薬局に勤めていると糖尿病の病型まで知る機会がなかったのであまり注意してみていませんでしたが、病院では要注意チェック項目なので、まとめてみました。
1型糖尿病と2型糖尿病の違い
ここの詳しい分類は糖尿病専門医の領域になるので、一般的に言われている違いをざっくりと説明すると…
1型糖尿病⇒膵β細胞の破壊、通常は絶対的インスリン欠乏状態。自己免疫性と特発性の二つがある。
2型糖尿病⇒インスリン低下を主体とするものと、インスリン抵抗性が主体で、それにインスリン相対的不足を伴うものなどがある。
※糖尿病治療ガイド2022~2023を参照に作成
1型糖尿病の治療は基本はインスリン
インスリンの絶対的な不足がある為、基本の治療は基礎型のインスリンと、即効型の強化インスリン療法を行っています。
GLP-1製剤は使用できるか
結論から言うと、2型糖尿病にのみ適応のため、1型には使用できません。
ただ、一部発生機序的には1型糖尿病で、いずれインスリン依存状態になる事は間違いないが、現在はインスリンが出ている人がおり、そういった人には、医師の判断で、病名を2型のまま保留することで、処方が出ているケースもあります。
糖尿病の分類と診断基準に関する委員会報告(国際標準化対応版)より抜粋

1型糖尿病には、一部の飲み薬で適応があり(R5.6現在)
治療のメインはインスリンですが、一部サブ治療として用いられる経口薬があります。

薬局にいたころは、インスリンしか使えないのだと思ってました。
αーグリコシダ―ゼ阻害薬で適応あり
αーグリコシダ―ゼ阻害剤は全ての薬剤がⅠ型糖尿病に適応が通っています。

作用を考えてみれば、当たり前なのかもしれないですが…。
SGLT2阻害薬の一部で適応が通っている
現在適応が通っているのは、スーグラ(イブラグリフロジン)、フォシーガ(ダバグリフロジン)のみです。合剤は適応が通っていないため、注意が必要です。

因みに心不全に適応が通っているのはジャディアンス(エンパグリフロジン)とフォシーガ(ダバグリフロジン)だけです。

ややこしい…。Ⅰ型糖尿病にも心不全にも適応が通っているのはフォシーガだけなんだね。
SGLT-2阻害薬の適応一覧表(R5.6.7現在)
SGLT-2阻害薬は薬によって適応が異なり、ややこしいため、注意が必要です。

= 課題 =
上の糖尿病の病型についての抜粋から、「2型糖尿病⇒インスリン低下を」から「薬局にいたころは、インスリンしか使えないのだと思ってました。」までを、その両方を含めて一字も変えずに書き出せ。

= 入力データ =
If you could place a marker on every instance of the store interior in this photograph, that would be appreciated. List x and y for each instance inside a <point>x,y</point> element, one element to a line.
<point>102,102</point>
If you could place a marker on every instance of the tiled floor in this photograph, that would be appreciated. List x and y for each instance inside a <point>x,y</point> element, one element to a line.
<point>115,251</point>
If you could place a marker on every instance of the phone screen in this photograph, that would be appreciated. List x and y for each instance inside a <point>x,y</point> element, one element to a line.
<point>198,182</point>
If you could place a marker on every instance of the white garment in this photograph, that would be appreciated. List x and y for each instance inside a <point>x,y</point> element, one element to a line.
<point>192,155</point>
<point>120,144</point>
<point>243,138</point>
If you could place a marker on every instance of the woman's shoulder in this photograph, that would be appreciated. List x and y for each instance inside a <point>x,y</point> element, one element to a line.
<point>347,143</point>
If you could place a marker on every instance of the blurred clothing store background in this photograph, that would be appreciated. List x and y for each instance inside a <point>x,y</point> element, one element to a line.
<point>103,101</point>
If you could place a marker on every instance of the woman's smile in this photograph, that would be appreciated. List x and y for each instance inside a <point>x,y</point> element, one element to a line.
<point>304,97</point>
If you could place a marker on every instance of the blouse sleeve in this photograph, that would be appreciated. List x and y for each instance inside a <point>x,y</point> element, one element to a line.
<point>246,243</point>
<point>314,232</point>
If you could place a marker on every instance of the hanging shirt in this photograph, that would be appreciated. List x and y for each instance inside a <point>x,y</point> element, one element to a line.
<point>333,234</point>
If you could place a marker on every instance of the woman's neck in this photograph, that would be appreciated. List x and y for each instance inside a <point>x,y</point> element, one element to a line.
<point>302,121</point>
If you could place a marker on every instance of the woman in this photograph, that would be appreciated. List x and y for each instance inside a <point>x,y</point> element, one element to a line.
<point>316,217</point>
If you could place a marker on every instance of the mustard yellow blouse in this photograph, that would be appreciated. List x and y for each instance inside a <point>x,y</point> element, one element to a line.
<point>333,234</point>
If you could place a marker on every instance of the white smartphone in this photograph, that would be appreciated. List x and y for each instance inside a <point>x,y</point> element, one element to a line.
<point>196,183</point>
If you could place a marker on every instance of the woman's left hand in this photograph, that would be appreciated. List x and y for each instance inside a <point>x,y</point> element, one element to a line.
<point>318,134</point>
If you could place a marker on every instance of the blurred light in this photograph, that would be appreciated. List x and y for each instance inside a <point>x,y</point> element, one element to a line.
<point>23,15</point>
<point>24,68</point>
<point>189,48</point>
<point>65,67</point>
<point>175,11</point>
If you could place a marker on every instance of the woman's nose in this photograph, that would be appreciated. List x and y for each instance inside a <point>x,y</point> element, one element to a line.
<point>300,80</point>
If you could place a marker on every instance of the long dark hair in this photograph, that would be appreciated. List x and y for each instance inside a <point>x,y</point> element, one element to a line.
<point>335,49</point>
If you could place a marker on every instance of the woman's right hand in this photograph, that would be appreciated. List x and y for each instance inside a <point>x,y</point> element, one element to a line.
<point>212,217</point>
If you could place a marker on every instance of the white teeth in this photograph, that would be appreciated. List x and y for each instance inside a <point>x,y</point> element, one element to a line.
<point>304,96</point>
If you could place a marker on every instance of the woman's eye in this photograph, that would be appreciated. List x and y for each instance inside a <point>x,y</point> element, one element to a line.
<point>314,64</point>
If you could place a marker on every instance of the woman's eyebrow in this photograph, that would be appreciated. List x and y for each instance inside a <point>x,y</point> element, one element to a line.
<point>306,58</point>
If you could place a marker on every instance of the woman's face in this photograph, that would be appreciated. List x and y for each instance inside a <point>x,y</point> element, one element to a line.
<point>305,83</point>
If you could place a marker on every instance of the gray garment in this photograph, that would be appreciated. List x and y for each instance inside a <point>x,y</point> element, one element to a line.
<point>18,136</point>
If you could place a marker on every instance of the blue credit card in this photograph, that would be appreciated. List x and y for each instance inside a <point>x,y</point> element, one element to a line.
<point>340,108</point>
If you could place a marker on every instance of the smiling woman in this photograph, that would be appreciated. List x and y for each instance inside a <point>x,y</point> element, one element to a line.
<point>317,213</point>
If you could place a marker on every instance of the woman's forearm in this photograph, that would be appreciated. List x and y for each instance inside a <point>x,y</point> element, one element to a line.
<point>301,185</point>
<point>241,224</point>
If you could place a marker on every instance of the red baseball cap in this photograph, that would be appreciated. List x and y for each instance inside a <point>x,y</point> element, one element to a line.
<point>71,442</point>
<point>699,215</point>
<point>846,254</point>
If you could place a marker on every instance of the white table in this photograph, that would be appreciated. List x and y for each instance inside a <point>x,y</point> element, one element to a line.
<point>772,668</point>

= 解答例 =
2型糖尿病⇒インスリン低下を主体とするものと、インスリン抵抗性が主体で、それにインスリン相対的不足を伴うものなどがある。
※糖尿病治療ガイド2022~2023を参照に作成
1型糖尿病の治療は基本はインスリン
インスリンの絶対的な不足がある為、基本の治療は基礎型のインスリンと、即効型の強化インスリン療法を行っています。
GLP-1製剤は使用できるか
結論から言うと、2型糖尿病にのみ適応のため、1型には使用できません。
ただ、一部発生機序的には1型糖尿病で、いずれインスリン依存状態になる事は間違いないが、現在はインスリンが出ている人がおり、そういった人には、医師の判断で、病名を2型のまま保留することで、処方が出ているケースもあります。
糖尿病の分類と診断基準に関する委員会報告(国際標準化対応版)より抜粋

1型糖尿病には、一部の飲み薬で適応があり(R5.6現在)
治療のメインはインスリンですが、一部サブ治療として用いられる経口薬があります。

薬局にいたころは、インスリンしか使えないのだと思ってました。